BRIEF:
Return each record exactly as it appears, so that nothing is dropped or altered.

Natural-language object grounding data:
§

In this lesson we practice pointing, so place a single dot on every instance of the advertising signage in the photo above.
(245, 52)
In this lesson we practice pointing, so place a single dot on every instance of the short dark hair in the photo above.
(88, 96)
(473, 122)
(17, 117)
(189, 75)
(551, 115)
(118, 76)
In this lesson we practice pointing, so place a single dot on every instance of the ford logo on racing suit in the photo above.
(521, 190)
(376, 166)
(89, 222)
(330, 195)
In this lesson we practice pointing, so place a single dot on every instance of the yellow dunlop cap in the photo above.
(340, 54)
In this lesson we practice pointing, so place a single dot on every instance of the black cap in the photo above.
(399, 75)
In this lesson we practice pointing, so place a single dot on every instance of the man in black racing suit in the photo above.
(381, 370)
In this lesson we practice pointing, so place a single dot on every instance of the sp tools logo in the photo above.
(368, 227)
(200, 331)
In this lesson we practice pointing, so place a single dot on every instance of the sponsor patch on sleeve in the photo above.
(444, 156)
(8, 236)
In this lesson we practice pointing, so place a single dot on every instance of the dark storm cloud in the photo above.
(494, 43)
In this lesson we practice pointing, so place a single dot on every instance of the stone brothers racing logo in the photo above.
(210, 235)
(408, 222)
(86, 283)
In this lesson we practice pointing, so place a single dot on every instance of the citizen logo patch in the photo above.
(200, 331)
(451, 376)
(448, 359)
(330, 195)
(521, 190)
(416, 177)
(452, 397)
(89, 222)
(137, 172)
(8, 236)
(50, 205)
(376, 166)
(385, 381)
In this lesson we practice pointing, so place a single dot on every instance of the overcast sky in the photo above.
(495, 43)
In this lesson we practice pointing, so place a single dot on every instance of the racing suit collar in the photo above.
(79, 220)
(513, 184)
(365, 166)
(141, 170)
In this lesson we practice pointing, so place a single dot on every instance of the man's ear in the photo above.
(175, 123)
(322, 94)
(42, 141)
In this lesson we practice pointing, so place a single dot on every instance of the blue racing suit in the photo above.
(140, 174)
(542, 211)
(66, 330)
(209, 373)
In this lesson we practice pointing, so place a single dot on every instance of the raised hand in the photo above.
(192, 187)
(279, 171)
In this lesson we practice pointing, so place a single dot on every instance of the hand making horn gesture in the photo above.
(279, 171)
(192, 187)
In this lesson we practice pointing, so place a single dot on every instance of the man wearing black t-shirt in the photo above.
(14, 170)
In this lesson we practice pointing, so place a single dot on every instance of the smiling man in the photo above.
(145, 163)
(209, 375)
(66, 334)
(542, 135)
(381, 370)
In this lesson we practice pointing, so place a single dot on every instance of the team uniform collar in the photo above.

§

ANSWER TO THIS EXERCISE:
In this lesson we practice pointing, so place a single dot on every instance of the advertising signage in the photo above.
(245, 52)
In this lesson we practice pointing, so place a single dot on every instance of the short dark hair in the photo above.
(88, 96)
(473, 122)
(17, 117)
(189, 75)
(551, 115)
(118, 76)
In this lesson we practice pointing, so place a single dot on every instance of the ford logo on racing suit in the photo above.
(521, 190)
(376, 166)
(89, 222)
(330, 195)
In this lesson we practice pointing, so place a single dot on every instance of the yellow dunlop cap in the photo above.
(340, 54)
In this lesson we practice pointing, so place a single dot on every instance of the black cap in the photo above.
(399, 75)
In this lesson we practice pointing, so place a single dot on every instance of the man in black racing suit in the photo above.
(381, 370)
In this lesson we practice pointing, so place a single dot on every instance of the sp tools logo in the photo above.
(368, 227)
(200, 331)
In this lesson we practice pointing, so place a single dot on every instance of the sponsor patch on sleeve in the photo above.
(444, 156)
(8, 236)
In this lesson we practice pointing, so place a single dot on every instance of the dark storm cloud in the photo above.
(494, 43)
In this lesson we practice pointing, so place a single dot on every instance of the stone brothers racing logo in the photo above.
(210, 235)
(408, 222)
(86, 283)
In this lesson we practice pointing, so place a single dot on every instance of the citizen logo patch in the photo above.
(200, 331)
(451, 376)
(448, 359)
(330, 195)
(521, 190)
(416, 177)
(452, 397)
(89, 222)
(137, 172)
(8, 236)
(50, 205)
(376, 166)
(385, 381)
In this lesson we practice pointing, so place a single dot on every instance of the overcast sky in the photo above.
(495, 43)
In this lesson we practice pointing, so place a single dot on every instance of the racing suit collar in the photo above.
(79, 220)
(513, 184)
(365, 166)
(141, 170)
In this lesson we practice pointing, so place a single dot on every instance of the man's ear in the photo above.
(175, 123)
(322, 94)
(42, 141)
In this lesson we practice pointing, so place a single dot on every instance of the blue racing suit in the photo above.
(140, 174)
(542, 211)
(66, 330)
(209, 373)
In this lesson we practice pointing, so place a single dot on every instance of the raised hand in the photo above.
(192, 187)
(279, 171)
In this lesson we practice pointing, so place a single dot on every instance of the hand making horn gesture in the photo above.
(279, 171)
(192, 187)
In this lesson we practice pointing, so place a single dot on every instance of the man wearing black t-shirt in the photo above.
(14, 170)
In this lesson we practice pointing, so place a single dot on every instance of the smiling man in the photo above.
(145, 163)
(209, 375)
(66, 334)
(542, 135)
(381, 370)
In this lesson we practice pointing, so place a single dot on every instance of the team uniform collar in the photo above.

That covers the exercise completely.